**GIVEN PROBLEM:**
Which lines in the records below contain the word "wall"? Report each of those lines in full.

**TASK INPUT:**
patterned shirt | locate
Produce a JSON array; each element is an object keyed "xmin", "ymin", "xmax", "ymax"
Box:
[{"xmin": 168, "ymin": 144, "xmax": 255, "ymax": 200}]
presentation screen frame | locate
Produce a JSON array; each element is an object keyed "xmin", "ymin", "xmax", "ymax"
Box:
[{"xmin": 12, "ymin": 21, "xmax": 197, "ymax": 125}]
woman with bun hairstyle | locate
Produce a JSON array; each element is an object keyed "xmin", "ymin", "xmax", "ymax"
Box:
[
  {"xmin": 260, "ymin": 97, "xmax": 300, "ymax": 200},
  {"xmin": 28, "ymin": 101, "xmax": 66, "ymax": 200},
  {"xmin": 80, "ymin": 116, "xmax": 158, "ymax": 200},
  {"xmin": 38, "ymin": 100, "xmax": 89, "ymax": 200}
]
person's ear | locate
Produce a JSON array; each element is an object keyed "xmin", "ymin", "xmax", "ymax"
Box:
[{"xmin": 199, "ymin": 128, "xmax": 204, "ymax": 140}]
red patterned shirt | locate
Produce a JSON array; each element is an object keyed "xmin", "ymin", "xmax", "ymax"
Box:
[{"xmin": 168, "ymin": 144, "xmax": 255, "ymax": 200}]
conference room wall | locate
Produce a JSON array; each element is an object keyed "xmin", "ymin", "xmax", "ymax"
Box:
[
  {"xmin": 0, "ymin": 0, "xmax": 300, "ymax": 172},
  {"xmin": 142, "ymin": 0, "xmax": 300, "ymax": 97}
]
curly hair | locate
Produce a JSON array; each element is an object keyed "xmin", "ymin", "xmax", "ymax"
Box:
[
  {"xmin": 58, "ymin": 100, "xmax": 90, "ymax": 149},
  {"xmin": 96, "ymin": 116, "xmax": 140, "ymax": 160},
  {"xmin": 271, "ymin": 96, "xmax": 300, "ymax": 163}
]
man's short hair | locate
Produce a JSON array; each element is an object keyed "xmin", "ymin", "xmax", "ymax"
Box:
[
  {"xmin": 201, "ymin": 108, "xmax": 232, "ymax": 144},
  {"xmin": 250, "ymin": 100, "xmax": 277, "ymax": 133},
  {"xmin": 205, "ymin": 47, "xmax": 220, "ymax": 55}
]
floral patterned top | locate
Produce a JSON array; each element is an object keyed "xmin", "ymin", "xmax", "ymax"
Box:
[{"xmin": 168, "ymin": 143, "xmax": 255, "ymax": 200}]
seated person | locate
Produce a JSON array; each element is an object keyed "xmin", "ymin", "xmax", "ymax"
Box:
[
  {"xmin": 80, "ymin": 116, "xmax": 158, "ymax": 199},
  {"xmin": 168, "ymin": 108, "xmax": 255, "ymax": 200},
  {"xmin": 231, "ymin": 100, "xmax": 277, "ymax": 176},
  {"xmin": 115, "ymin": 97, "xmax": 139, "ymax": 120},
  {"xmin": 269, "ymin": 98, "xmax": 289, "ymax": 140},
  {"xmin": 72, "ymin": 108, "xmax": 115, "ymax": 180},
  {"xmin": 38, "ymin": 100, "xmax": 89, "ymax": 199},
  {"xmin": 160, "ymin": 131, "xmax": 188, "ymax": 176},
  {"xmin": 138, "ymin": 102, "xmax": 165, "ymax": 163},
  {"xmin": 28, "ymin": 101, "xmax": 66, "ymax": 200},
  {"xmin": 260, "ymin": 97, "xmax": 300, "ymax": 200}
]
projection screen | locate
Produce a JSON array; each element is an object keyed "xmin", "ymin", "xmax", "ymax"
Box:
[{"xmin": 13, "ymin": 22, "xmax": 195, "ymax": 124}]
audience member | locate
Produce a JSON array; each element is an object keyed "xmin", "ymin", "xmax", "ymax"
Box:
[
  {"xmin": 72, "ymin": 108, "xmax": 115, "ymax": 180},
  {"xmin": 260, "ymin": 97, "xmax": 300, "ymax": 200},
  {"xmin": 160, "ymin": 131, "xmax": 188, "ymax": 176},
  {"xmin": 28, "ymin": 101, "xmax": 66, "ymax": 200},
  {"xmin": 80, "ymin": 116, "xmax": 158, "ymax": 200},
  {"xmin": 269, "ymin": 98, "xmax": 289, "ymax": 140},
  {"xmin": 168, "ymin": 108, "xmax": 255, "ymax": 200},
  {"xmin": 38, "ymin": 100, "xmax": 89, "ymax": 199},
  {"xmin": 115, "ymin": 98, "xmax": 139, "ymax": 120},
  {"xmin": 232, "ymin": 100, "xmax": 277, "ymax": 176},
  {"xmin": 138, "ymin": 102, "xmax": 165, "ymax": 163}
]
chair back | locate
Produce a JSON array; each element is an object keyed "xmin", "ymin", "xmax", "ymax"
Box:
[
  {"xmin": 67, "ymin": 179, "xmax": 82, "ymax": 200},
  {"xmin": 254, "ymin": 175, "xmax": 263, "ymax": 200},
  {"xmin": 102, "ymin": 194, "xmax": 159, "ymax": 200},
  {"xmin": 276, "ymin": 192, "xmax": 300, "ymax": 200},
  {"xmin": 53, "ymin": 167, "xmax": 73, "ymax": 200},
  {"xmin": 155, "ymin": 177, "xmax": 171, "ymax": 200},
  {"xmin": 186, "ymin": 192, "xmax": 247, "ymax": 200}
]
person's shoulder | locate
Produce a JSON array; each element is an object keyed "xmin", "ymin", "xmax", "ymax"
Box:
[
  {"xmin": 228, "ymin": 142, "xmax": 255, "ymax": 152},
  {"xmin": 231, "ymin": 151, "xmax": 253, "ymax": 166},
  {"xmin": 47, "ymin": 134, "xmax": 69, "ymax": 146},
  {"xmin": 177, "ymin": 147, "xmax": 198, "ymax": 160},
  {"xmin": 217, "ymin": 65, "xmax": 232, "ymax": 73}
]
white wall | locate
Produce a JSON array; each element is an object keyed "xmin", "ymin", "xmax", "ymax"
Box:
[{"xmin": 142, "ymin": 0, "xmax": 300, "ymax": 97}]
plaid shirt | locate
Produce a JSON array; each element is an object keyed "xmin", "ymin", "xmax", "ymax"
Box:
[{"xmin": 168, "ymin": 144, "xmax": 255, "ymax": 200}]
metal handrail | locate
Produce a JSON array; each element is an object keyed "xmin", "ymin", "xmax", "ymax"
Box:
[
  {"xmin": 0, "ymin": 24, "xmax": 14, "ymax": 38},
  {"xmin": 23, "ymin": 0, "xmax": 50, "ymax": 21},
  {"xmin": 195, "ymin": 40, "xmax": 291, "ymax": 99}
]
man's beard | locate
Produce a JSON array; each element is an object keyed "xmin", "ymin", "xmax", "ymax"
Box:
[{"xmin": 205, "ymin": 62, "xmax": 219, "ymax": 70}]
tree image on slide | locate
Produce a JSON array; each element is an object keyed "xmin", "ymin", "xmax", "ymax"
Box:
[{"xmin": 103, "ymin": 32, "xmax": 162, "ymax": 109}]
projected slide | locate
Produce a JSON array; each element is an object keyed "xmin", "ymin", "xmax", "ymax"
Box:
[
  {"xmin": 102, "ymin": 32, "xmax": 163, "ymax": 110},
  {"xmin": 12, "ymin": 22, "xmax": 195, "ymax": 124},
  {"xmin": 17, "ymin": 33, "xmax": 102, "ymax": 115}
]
...
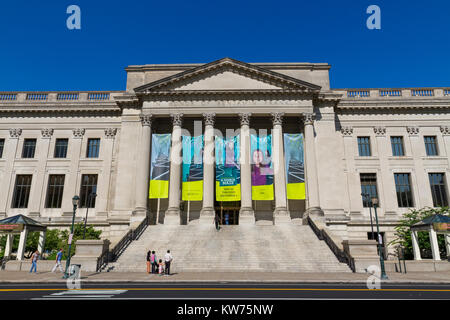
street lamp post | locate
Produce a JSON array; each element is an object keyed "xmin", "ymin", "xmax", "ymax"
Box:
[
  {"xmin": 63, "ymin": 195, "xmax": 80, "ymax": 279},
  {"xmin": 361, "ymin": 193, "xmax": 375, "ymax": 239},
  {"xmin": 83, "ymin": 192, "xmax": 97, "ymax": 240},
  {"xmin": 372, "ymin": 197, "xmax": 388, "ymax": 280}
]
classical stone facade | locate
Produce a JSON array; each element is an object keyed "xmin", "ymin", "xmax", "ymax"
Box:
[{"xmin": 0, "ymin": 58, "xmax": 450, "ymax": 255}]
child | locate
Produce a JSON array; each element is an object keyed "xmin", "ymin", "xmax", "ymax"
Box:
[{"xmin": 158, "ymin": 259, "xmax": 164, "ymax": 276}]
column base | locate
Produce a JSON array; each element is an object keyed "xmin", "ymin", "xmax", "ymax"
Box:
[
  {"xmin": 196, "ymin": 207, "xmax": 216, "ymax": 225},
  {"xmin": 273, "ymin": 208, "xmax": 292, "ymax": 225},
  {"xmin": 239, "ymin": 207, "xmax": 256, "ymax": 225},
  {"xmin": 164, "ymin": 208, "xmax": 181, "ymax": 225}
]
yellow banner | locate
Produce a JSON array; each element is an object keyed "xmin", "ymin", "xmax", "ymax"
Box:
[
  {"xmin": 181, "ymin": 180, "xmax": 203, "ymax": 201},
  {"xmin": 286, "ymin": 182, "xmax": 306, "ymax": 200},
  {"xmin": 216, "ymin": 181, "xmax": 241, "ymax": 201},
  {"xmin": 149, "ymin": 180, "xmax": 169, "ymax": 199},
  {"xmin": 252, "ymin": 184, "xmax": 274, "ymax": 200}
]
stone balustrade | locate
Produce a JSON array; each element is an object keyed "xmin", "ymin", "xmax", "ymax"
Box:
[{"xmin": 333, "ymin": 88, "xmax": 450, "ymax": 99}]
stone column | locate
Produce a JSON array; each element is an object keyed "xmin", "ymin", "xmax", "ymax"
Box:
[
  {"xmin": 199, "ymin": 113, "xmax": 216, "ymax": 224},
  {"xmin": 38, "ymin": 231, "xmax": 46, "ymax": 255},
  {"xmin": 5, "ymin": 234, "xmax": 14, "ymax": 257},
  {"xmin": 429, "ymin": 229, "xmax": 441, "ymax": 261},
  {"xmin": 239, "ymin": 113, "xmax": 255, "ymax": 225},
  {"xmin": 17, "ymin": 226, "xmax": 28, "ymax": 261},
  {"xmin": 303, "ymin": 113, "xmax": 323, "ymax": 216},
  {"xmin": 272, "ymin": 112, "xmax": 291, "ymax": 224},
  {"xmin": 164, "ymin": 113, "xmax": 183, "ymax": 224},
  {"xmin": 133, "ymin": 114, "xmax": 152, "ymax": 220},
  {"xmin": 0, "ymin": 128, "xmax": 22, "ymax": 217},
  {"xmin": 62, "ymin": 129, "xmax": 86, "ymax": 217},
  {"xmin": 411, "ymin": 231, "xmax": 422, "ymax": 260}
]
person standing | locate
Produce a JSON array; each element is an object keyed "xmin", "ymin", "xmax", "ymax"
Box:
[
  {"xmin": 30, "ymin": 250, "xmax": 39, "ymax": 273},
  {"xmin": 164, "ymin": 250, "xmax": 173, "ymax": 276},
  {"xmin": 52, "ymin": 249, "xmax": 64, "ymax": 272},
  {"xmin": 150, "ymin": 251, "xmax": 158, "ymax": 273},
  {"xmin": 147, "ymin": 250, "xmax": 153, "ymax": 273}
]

**EXERCISE RESULT:**
conference room wall | locate
white wall | locate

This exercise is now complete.